### EXERCISE MATERIALS ###

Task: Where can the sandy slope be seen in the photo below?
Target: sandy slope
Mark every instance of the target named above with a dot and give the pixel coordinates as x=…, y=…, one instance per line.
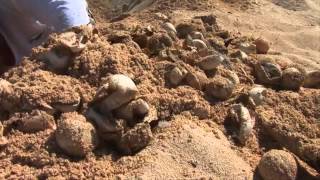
x=186, y=147
x=295, y=34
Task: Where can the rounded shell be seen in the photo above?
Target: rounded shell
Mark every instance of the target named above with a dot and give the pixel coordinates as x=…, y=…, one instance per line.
x=262, y=46
x=211, y=62
x=176, y=75
x=169, y=27
x=268, y=72
x=220, y=88
x=292, y=79
x=75, y=136
x=278, y=164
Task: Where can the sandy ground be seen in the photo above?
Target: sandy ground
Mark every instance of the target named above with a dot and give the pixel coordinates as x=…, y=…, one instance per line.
x=192, y=137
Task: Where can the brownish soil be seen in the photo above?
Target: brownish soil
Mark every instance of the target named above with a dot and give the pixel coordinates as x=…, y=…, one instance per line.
x=192, y=136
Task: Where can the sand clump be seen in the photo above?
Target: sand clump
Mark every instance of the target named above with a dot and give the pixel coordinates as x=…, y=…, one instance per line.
x=277, y=164
x=143, y=97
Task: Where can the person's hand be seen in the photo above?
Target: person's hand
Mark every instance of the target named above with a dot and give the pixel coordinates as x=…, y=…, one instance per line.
x=25, y=24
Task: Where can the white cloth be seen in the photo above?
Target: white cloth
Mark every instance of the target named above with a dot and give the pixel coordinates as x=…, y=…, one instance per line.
x=25, y=24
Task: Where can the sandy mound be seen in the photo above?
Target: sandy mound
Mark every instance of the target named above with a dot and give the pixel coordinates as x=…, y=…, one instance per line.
x=189, y=132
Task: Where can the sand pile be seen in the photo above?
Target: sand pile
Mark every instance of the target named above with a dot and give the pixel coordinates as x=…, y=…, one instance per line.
x=184, y=98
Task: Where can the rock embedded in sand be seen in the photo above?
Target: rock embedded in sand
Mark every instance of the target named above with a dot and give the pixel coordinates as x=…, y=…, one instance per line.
x=136, y=109
x=262, y=46
x=185, y=29
x=57, y=58
x=196, y=79
x=32, y=122
x=268, y=73
x=242, y=116
x=109, y=128
x=239, y=54
x=220, y=88
x=312, y=79
x=256, y=95
x=197, y=35
x=118, y=90
x=169, y=27
x=278, y=164
x=135, y=139
x=6, y=91
x=75, y=135
x=158, y=42
x=211, y=62
x=176, y=75
x=232, y=76
x=208, y=19
x=199, y=44
x=72, y=41
x=292, y=79
x=248, y=48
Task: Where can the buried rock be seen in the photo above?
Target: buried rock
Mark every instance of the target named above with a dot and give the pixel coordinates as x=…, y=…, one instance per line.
x=220, y=88
x=8, y=98
x=109, y=128
x=312, y=79
x=57, y=58
x=135, y=139
x=242, y=118
x=256, y=95
x=31, y=122
x=176, y=75
x=211, y=62
x=134, y=111
x=292, y=79
x=262, y=46
x=268, y=73
x=159, y=42
x=117, y=91
x=196, y=79
x=278, y=164
x=75, y=135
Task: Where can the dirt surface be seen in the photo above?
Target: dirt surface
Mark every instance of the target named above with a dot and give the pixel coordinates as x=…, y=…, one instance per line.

###

> [SHORT EXERCISE] Write out all the material above again, word for word, but leave out the pictures.

> [PROBLEM SOLUTION]
Task: Where can the sandy slope be seen in the photo below?
Target: sandy slope
Mark every instance of the target named above with a dot and give the pixel coordinates as x=…, y=…, one instance per line.
x=186, y=147
x=295, y=34
Task: Where can the rounded shell be seen in the photo above?
Target: rounded shell
Mark every instance of the target named above with a dot and give the pixel coordinates as x=…, y=…, one instance per line.
x=262, y=46
x=211, y=62
x=176, y=75
x=169, y=27
x=268, y=72
x=220, y=88
x=292, y=79
x=75, y=136
x=278, y=164
Task: Where can the sandy ground be seen in the photo above?
Target: sandy ground
Mark every instance of the target named above with a dot and give the pixel coordinates as x=…, y=…, one instance per line.
x=192, y=137
Task: Where can the brownish soil be seen in the photo above?
Target: brownish soil
Mark every instance of the target named above with a dot and give the pixel coordinates as x=…, y=…, one instance per line.
x=192, y=136
Task: Where can the sand clump be seen in the photo above?
Target: sand clump
Mark every instance of the target named above with a dot and give the pixel coordinates as x=…, y=…, one instance per line.
x=277, y=164
x=143, y=97
Task: Where can the person's hand be seen in the photo above?
Target: person's hand
Mark every instance of the target named above with a dot and give the pixel coordinates as x=…, y=…, one instance per line.
x=25, y=24
Task: Where can the white cloth be seen in the photo above?
Target: white cloth
Mark every instance of the target named above with a dot and give the pixel coordinates as x=…, y=…, one instance per line.
x=25, y=24
Task: Where can the sandy mound be seen in the photo above?
Target: sandy mound
Mark every instance of the target named above with a dot and give the pixel coordinates as x=…, y=…, one instance per line.
x=189, y=132
Task: Where can the sand pile be seen in the photo above?
Target: sand pile
Mark every instance of the target named above with a dot and give the pixel coordinates as x=…, y=…, one instance per line.
x=184, y=98
Task: Where can the rock embedded in sand be seen in the photo above?
Target: rock embedded in sand
Mark every instance of the target named above with a dot and give the pixel coordinates as x=…, y=…, one instance per line.
x=136, y=109
x=262, y=46
x=185, y=29
x=57, y=58
x=196, y=79
x=32, y=122
x=268, y=73
x=242, y=116
x=109, y=128
x=239, y=54
x=220, y=88
x=312, y=79
x=256, y=95
x=197, y=35
x=118, y=90
x=169, y=27
x=278, y=164
x=135, y=139
x=6, y=91
x=75, y=135
x=158, y=42
x=211, y=62
x=176, y=75
x=232, y=76
x=208, y=19
x=199, y=44
x=72, y=41
x=292, y=79
x=248, y=48
Task: Where can the buried rock be seen in the photo above?
Target: buried rock
Mark every instance of the target named above with a dot and give the pixel coordinates as x=…, y=…, one instance per line.
x=220, y=88
x=8, y=98
x=109, y=128
x=312, y=79
x=57, y=58
x=135, y=139
x=242, y=118
x=256, y=95
x=31, y=122
x=176, y=75
x=211, y=62
x=134, y=111
x=292, y=79
x=262, y=46
x=268, y=73
x=159, y=42
x=117, y=91
x=196, y=79
x=278, y=164
x=75, y=135
Task: Where can the dirt surface be seen in the photo above?
Target: dirt surface
Mark every instance of the target named above with a dot and give the pixel coordinates as x=…, y=…, one instance per line.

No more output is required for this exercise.